> _EXERCISE DATA_:
>> BEGIN

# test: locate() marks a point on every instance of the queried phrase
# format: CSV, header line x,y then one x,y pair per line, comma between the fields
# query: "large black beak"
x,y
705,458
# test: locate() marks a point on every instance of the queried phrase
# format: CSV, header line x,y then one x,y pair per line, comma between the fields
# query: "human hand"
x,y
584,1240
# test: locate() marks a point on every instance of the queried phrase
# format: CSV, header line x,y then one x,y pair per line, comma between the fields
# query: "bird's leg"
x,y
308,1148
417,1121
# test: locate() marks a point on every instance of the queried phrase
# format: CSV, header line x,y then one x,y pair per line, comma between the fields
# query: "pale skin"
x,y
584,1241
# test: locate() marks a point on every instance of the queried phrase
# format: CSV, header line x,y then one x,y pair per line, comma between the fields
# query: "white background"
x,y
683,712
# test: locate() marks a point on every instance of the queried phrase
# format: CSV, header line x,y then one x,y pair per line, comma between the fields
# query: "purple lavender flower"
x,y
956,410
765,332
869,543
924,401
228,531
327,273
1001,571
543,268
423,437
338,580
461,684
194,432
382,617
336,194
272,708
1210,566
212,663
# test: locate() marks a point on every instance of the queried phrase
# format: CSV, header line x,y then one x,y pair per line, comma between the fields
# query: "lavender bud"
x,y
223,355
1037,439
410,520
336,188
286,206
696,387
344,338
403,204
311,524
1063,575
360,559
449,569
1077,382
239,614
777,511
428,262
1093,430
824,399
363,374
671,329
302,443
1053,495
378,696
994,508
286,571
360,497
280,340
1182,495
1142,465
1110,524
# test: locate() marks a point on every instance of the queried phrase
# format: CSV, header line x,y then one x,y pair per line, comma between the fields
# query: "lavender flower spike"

>> END

> _DIRECTIONS FOR THIS TASK_: Print out the whole listing exactly as it appears.

> _RESULT OF THIS TASK_:
# test: locate() marks a point on every instance of the queried phrase
# format: CSV, header line x,y then one x,y pair per line, comma between the fields
# query: "large black beak"
x,y
705,458
# test: locate() marks a point on every instance of the queried phrase
# format: CSV, header line x,y then one x,y pair per line, comma between the fields
# query: "human hand"
x,y
584,1240
# test: locate() marks a point on every instance of the queried phrase
# format: CSV, header line x,y then one x,y pair per line, comma between the fields
# query: "bird's leg"
x,y
308,1148
417,1121
# test: locate() marks a point on every instance of the queried phrase
# format: CSV, header line x,y then one x,y pair per line, comma between the fields
# query: "pale skin"
x,y
584,1241
# test: locate() marks a point on every instance of the queried phrase
# format: CSV, header line x,y then one x,y pair per line, comma between the fields
# query: "white background"
x,y
683,712
# test: locate() marks a point on every instance of the queried phrase
# format: CSV, header line x,y then one x,y pair per line, comma between the fields
# query: "purple lavender flower"
x,y
956,410
765,332
869,543
924,401
228,531
327,273
1001,571
543,268
423,437
338,580
461,684
194,432
382,617
336,194
272,708
1210,566
212,663
# test: locate() marks a point on every instance of the queried phrase
# format: CSV, header line x,y then one x,y pair per line, comma between the fields
# query: "lavender bud"
x,y
223,355
1037,439
410,520
336,188
286,206
696,387
344,338
403,204
311,524
1063,575
360,559
449,569
1077,382
239,614
777,511
428,262
1093,430
824,399
363,374
671,329
302,443
1053,495
378,696
994,508
286,571
360,497
280,340
1182,495
1142,465
1110,524
# test: locate() marks a point on every instance of the queried phrase
# format: CSV, header line x,y then one x,y pair per line, comma between the fields
# query: "lavender flower spike"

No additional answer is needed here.